[Collected data]

----------

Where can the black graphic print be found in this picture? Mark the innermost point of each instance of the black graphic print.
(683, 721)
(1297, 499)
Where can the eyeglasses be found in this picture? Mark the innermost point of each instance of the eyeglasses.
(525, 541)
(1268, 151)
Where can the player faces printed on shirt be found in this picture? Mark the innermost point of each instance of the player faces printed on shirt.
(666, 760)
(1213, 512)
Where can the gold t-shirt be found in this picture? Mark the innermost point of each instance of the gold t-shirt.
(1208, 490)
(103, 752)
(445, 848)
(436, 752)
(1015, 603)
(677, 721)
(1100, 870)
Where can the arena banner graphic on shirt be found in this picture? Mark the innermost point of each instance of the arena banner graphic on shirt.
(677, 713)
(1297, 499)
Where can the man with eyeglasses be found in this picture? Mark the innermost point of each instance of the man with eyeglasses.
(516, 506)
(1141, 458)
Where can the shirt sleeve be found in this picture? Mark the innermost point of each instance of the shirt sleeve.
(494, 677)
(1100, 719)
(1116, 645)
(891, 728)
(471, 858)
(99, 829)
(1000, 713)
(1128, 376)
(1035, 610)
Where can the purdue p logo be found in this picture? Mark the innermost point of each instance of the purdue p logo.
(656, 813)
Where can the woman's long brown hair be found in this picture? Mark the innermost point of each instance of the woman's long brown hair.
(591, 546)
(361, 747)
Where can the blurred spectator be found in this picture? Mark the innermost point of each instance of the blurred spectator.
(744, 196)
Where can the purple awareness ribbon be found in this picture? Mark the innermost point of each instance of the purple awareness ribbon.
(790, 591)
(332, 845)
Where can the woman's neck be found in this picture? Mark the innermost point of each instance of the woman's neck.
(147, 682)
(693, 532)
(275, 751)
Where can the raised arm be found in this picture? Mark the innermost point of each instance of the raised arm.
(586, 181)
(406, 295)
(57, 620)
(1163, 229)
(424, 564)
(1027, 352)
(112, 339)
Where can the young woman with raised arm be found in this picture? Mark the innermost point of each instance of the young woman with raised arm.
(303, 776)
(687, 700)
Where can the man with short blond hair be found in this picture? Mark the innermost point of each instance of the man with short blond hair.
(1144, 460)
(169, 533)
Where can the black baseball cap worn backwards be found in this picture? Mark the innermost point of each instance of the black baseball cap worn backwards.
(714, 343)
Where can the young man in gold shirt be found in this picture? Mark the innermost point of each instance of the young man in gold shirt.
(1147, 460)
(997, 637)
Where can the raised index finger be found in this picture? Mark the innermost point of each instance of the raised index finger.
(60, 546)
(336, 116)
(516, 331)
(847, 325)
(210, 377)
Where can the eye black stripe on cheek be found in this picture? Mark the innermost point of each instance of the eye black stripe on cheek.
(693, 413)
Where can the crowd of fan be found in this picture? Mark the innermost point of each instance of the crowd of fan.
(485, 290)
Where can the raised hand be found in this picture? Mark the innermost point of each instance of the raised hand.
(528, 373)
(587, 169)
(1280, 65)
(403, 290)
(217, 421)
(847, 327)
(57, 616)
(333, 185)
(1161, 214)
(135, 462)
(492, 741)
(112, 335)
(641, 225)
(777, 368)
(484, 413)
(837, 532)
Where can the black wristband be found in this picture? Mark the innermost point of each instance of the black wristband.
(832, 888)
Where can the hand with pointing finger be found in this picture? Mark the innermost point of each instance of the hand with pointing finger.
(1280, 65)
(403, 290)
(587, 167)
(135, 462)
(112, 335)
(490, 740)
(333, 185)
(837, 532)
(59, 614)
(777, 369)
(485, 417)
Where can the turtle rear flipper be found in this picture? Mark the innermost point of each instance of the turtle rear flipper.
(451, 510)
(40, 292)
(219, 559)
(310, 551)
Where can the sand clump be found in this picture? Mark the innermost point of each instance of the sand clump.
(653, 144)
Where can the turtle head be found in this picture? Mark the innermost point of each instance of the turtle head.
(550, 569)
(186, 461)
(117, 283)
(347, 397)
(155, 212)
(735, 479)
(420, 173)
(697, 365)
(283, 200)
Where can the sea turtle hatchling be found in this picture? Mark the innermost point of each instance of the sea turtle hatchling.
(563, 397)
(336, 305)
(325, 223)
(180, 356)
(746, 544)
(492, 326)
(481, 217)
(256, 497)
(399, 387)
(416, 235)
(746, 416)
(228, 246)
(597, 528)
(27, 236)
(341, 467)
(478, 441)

----------

What to do:
Repeat exactly, and only, the lines from the one containing "Where can the young man" through the end of the material.

Right answer:
Where can the young man in gold shirt be found in this picture? Mark the innermost point of each instance of the young man in gold shirt.
(1147, 460)
(997, 637)
Where can the raised index finger be found in this picture? Mark the innermost point of each instance of the raised index finger.
(60, 546)
(336, 116)
(516, 331)
(847, 325)
(210, 377)
Where can the eye black stripe on cheek be found in this picture? Mark the innermost point of each instance of the eye black stripe on cheek.
(693, 413)
Where can the crowd of fan be found in this picture? Mark the innermost point of each instance of the crowd of fan.
(485, 290)
Where can the raised hand be found in this picture? Mark the innermost point of each instance of the raised hand.
(528, 373)
(587, 169)
(1280, 65)
(403, 290)
(217, 421)
(847, 327)
(57, 616)
(333, 185)
(1161, 214)
(135, 462)
(492, 741)
(112, 335)
(641, 225)
(777, 368)
(484, 413)
(837, 532)
Where can the black wristband be found in this picture? Mark the innermost point of each instance of the black wristband.
(832, 888)
Where can the hand with pointing finger be found in this picture? Mark the innermost point of each instance of the hand with pointing finger.
(1280, 65)
(403, 290)
(587, 167)
(135, 462)
(112, 335)
(490, 740)
(333, 185)
(837, 532)
(59, 614)
(777, 369)
(485, 417)
Where can the turtle rear flipper be found in this picture? Mark the innermost point of each instance of the turtle rear flipper.
(451, 510)
(40, 292)
(219, 559)
(310, 551)
Where can the sand clump be found in this picture? Mark the innermost point of each instance of the sand clump.
(653, 144)
Where can the turtle head be found in this picture? Mark the innermost point of each instance of the turtle head.
(550, 569)
(186, 461)
(117, 283)
(347, 397)
(155, 212)
(735, 479)
(420, 173)
(697, 365)
(283, 200)
Where can the sea turtle hatchling be found in this picture? Mark the innermost point of each instance of the sea turtle hatchling.
(563, 397)
(336, 305)
(325, 223)
(180, 356)
(746, 544)
(492, 326)
(481, 217)
(256, 497)
(399, 387)
(416, 235)
(746, 416)
(228, 246)
(597, 528)
(27, 236)
(341, 467)
(478, 441)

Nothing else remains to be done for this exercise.